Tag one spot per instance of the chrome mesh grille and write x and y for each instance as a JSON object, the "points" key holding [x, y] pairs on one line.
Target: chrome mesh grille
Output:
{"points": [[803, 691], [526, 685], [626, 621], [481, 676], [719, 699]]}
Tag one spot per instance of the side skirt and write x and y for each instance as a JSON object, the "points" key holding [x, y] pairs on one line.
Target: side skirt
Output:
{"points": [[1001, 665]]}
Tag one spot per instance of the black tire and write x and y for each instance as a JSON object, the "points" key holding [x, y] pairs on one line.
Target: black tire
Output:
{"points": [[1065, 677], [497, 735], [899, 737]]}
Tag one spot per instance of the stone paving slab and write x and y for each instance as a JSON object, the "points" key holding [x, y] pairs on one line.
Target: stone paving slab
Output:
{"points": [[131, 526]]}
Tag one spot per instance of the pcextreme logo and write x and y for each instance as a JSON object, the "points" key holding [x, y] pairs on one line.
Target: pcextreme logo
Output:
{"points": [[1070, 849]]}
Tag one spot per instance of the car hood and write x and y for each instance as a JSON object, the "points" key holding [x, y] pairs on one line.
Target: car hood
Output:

→ Activity
The records above are to be returned exactly as they appear.

→ Solution for this exercise
Tag one spot per instance of the chrome mesh grille and write x and y for each instance as a JSON object, the "points" key holding [x, y] pairs on one line.
Target: chrome mesh grille
Output:
{"points": [[803, 691], [526, 685], [626, 621], [481, 676], [719, 699]]}
Tag one spot per instance of the side skirt and write x and y for each instance as a JSON object, the "points" key holding [x, y] pairs on one line.
Target: side skirt
Output:
{"points": [[1001, 665]]}
Tag one spot per instance of the black tire and write x and y for each instance as a JSON object, the "points" key holding [x, y] pairs on one line.
Target: black tire
Output:
{"points": [[1065, 677], [497, 735], [899, 737]]}
Tag one spot per instance of the stone paving slab and write x and y for each instance as a JSON object, the "points" key holding [x, y] pairs on one line.
Target: stone paving slab
Output:
{"points": [[131, 526]]}
Tag one spot per instance of the pcextreme logo and write x and y for each instance as a JSON object, the "points" key holding [x, y] pairs on one line.
Target: pcextreme logo
Output:
{"points": [[1070, 849]]}
Tag one spot per instance of the car hood and write x and y for each instance as a JSON object, the "points" key holding [x, y] pairs on one line.
Target: car hood
Output:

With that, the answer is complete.